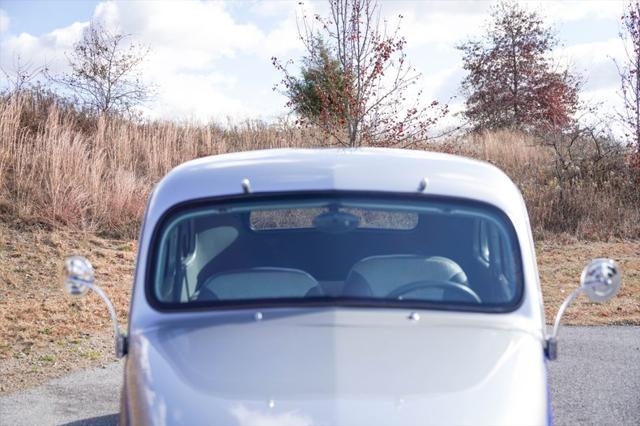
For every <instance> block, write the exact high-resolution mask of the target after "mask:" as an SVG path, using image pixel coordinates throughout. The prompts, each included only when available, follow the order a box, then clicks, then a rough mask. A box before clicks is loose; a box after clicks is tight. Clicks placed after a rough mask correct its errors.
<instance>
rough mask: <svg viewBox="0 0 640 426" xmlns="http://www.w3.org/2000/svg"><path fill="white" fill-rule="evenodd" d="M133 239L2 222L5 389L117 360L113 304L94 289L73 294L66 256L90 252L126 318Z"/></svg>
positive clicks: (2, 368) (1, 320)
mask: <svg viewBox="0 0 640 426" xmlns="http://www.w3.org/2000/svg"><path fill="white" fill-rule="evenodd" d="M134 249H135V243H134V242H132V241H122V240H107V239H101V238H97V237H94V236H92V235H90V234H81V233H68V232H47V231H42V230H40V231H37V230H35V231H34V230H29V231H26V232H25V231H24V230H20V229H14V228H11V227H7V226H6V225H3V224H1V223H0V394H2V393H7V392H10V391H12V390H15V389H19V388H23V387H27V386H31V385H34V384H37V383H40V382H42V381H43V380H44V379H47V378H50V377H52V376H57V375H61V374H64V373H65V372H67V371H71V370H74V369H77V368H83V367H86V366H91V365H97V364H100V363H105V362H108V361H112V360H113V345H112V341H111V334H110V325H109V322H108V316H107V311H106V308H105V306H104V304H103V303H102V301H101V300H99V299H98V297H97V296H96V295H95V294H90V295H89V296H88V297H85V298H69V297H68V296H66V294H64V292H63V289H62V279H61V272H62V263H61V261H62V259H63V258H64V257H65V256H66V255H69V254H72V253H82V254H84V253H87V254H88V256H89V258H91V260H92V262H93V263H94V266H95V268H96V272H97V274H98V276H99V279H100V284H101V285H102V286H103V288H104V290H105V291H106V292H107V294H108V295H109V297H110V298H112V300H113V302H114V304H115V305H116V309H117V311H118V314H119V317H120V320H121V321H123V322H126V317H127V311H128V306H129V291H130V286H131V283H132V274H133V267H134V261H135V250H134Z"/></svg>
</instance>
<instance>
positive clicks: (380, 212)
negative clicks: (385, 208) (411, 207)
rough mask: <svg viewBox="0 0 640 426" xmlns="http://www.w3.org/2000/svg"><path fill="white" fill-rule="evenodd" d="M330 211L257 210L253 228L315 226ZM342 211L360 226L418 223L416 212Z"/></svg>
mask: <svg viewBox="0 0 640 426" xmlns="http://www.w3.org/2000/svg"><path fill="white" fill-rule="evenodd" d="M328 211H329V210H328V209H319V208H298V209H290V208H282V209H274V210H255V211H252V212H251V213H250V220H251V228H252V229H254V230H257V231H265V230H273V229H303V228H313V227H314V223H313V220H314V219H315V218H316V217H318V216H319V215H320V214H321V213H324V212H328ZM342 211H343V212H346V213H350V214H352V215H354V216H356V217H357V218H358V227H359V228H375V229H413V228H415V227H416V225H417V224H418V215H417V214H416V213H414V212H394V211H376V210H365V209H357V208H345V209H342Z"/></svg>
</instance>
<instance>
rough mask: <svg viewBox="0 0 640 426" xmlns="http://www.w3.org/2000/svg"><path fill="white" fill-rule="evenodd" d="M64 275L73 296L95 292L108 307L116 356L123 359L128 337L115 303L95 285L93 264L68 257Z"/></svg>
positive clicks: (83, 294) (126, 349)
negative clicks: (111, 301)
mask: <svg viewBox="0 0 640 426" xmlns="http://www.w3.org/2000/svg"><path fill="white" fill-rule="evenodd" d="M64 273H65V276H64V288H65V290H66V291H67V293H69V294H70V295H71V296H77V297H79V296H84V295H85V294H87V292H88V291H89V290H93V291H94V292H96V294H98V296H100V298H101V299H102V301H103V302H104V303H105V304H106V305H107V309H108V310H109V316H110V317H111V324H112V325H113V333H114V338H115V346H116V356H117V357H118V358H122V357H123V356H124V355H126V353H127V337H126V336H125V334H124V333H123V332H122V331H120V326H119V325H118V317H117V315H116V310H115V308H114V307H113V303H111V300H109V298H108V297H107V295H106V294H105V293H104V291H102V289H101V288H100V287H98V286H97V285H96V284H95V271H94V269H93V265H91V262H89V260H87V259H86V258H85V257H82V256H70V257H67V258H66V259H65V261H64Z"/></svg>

•••••

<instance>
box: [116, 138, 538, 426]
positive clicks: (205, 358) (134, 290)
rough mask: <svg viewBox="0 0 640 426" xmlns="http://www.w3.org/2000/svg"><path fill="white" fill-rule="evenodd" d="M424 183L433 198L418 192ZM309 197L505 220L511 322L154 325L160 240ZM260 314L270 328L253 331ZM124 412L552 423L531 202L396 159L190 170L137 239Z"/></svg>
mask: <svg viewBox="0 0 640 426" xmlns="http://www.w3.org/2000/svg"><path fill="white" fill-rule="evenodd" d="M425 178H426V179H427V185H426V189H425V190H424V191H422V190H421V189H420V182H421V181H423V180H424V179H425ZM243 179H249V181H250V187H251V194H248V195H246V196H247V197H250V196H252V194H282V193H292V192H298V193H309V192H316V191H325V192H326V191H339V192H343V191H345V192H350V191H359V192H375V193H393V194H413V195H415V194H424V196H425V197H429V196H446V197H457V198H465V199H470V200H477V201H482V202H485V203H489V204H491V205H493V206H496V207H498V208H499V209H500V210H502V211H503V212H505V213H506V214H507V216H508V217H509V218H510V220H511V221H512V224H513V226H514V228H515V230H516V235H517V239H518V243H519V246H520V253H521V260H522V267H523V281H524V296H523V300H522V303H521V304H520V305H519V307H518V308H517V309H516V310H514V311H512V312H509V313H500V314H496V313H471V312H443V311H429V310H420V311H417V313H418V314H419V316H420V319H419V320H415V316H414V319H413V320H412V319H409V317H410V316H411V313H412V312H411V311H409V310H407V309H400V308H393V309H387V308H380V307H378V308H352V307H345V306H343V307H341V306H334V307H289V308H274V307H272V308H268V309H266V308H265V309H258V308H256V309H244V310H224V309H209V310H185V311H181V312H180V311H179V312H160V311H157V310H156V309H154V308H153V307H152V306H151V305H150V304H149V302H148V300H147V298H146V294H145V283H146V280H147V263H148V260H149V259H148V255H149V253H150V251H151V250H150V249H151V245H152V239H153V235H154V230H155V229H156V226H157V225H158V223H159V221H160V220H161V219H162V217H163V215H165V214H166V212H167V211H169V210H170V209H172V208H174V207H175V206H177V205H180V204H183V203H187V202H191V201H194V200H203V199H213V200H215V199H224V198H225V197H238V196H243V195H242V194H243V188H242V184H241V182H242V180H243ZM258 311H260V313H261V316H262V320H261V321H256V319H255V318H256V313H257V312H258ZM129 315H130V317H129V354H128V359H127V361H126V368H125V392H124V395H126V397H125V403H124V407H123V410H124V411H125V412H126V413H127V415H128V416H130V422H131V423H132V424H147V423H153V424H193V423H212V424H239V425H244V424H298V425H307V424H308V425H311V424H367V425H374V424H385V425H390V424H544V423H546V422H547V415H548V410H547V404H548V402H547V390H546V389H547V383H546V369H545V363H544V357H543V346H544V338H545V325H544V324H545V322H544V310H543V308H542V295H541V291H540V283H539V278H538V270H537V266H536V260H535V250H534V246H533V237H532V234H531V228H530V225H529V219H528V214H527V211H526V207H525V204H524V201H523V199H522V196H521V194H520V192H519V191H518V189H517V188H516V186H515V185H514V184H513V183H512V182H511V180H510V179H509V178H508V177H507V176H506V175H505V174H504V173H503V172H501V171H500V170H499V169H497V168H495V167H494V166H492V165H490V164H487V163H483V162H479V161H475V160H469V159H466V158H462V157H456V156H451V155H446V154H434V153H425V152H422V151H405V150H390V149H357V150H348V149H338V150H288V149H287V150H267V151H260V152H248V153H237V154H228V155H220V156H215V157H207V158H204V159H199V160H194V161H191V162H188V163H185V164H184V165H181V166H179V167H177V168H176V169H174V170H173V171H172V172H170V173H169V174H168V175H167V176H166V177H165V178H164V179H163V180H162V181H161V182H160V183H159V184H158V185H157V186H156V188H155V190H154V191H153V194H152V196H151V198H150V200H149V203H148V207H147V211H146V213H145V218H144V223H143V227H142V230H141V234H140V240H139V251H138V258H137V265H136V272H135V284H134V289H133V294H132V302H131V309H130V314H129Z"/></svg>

•••••

Task details :: In the entries above, find the line with "For every <instance>" and the line with "239L2 222L5 389L117", then set down exactly those two and every line between them, nothing else.

Exercise result ::
For every <instance> block, write the exact high-resolution mask of the target after "mask:" as an SVG path, using image pixel coordinates throughout. The prompts, each included only when available, follow the order a box, then clicks, then a rough mask. A box before clicks is loose; a box after clicks is tight. Clicks placed after a rough mask correct its errors.
<instance>
rough mask: <svg viewBox="0 0 640 426" xmlns="http://www.w3.org/2000/svg"><path fill="white" fill-rule="evenodd" d="M133 239L2 222L5 389L117 360L113 304L94 289L73 294L66 256L90 252L126 318Z"/></svg>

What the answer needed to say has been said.